§ **Input for this task**:
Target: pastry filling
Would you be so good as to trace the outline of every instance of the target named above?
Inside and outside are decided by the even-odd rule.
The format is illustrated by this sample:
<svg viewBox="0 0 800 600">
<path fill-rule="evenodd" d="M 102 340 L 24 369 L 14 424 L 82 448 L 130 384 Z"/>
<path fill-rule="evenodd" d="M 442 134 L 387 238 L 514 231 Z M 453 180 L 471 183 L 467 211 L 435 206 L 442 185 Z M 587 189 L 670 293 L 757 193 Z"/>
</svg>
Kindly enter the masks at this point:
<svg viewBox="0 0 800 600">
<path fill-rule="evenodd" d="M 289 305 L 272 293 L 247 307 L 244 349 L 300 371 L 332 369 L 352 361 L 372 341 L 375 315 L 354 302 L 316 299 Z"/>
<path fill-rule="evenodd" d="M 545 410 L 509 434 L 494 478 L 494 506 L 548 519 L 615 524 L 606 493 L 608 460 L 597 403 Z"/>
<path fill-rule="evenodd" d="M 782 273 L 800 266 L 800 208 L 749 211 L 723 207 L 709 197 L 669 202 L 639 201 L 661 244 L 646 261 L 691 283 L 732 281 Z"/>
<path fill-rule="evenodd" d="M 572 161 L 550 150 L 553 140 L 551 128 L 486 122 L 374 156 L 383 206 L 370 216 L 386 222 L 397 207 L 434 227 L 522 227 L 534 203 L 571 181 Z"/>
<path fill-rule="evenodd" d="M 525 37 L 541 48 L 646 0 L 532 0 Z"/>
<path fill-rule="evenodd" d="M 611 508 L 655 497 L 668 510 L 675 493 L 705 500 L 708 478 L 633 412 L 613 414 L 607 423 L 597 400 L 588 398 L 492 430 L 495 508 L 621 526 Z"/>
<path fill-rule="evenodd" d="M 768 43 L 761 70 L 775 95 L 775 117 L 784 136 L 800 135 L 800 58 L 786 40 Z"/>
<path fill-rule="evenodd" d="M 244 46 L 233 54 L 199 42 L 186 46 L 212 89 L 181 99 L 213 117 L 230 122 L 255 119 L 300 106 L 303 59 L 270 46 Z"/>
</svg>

§ **Task statement**: Copy out all of the lines above, the requests included. In the answers only, multiply every number (the viewBox values and each path coordinate) by 1.25 and round it to a whole number, with halves rounded up.

§ **Response**:
Target: pastry filling
Would you be so good as to trace the outline of every instance of the target named above?
Inside and outside are decided by the even-odd rule.
The format is illustrated by this sample:
<svg viewBox="0 0 800 600">
<path fill-rule="evenodd" d="M 102 340 L 24 369 L 14 424 L 82 448 L 130 384 Z"/>
<path fill-rule="evenodd" d="M 442 134 L 387 238 L 514 231 Z M 453 180 L 471 183 L 467 211 L 435 206 L 442 185 Z M 587 189 L 670 293 L 757 193 Z"/>
</svg>
Kindly enter the masks at this point:
<svg viewBox="0 0 1000 750">
<path fill-rule="evenodd" d="M 361 381 L 340 366 L 309 384 L 305 436 L 375 464 L 415 461 L 440 451 L 465 426 L 469 394 L 443 378 L 395 374 Z"/>
<path fill-rule="evenodd" d="M 681 513 L 636 543 L 618 598 L 618 633 L 685 649 L 769 655 L 758 616 L 760 575 L 746 504 Z"/>
<path fill-rule="evenodd" d="M 978 341 L 1000 333 L 1000 260 L 936 264 L 904 259 L 886 246 L 836 253 L 799 251 L 826 305 L 808 326 L 864 354 L 915 351 Z"/>
<path fill-rule="evenodd" d="M 715 201 L 688 188 L 691 175 L 689 160 L 608 153 L 468 195 L 479 258 L 463 270 L 483 278 L 496 259 L 543 284 L 653 284 L 668 254 L 714 226 Z"/>
<path fill-rule="evenodd" d="M 656 46 L 676 60 L 808 0 L 665 0 Z"/>
<path fill-rule="evenodd" d="M 764 635 L 819 621 L 835 638 L 844 616 L 881 625 L 885 598 L 791 515 L 766 518 L 759 529 L 746 500 L 735 498 L 615 538 L 619 635 L 776 658 Z"/>
<path fill-rule="evenodd" d="M 960 54 L 951 88 L 969 119 L 969 146 L 980 170 L 1000 169 L 1000 73 L 983 50 Z"/>
<path fill-rule="evenodd" d="M 305 58 L 291 68 L 249 53 L 233 58 L 265 111 L 226 124 L 266 146 L 288 153 L 319 149 L 375 133 L 379 74 L 338 58 Z"/>
</svg>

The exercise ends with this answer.